* [TEKS BACAAN]
+++
Apa yang membuat manusia perpaling dari jalan Tuhan adalah mengingkari suara utusan yang datang. Surah Annahl ayat 1 dan 2 mengingatkan: “Telah datang perintah Allah, maka jangan kamu menghendaki percepatan (pemberlakuan hukum-Nya). Maha suci Dia lagi maha tinggi dari apa-apa yang kamu persekutukan. Berkali-kali malaikat turun dengan ruh (ruhul qudus, Jibril) dari perintah-Nya. Kepada siapa yang dikehendaki diantara hamba-hambaNya, untuk memperingatkan sesungguhnya Dia, tidak ada Tuhan kecuali Aku. Maka kepada-Ku, semua kamu harus bertakwa.”
Maksudnya, bila pahala dan dosa dapat ditipu. Lain halnya dengan fitrah yang menyatu di dalam diri. Dia tidak sanggup ditipu. Bagaimana tidak, ruh suci sudah Tuhan amanah-kan pada tiap diri (kullu nafs).
Potensi beragama adalah inheren bagi semua orang. “Katakan (Muhammad) berulang kali Kami turunkan padanya, ruhul-qudus dari Tuhan-mu dengan kebenaran. Untuk menguatkan hati orang-orang yang beriman, petunjuk dan kabar gembira bagi kaum muslimin.” (Annahl:102). Kelak, pertanggungjawaban akan diminta, saat kontrak hidup telah usai. Namun jangan abai dan lalai akan perjanjian diri. Jauh hari, Tuhan peringatkan: “Datang hari ketika tiap-tiap diri mendebat dirinya. Dan disempurnakan tiapp-tiap diri mengenai balasan perbuatan. Dan mereka tidak dianiaya.” (Annahl:111).
+++
* [MATERI TERSEDIA]
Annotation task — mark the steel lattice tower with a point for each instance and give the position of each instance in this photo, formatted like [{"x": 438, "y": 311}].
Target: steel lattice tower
+++
* [SOAL LATIHAN]
Menurut teks bacaan, apa yang membuat manusia berpaling dari jalan Tuhan?

* [PEMBAHASAN SOAL]
Mengingkari suara utusan yang datang.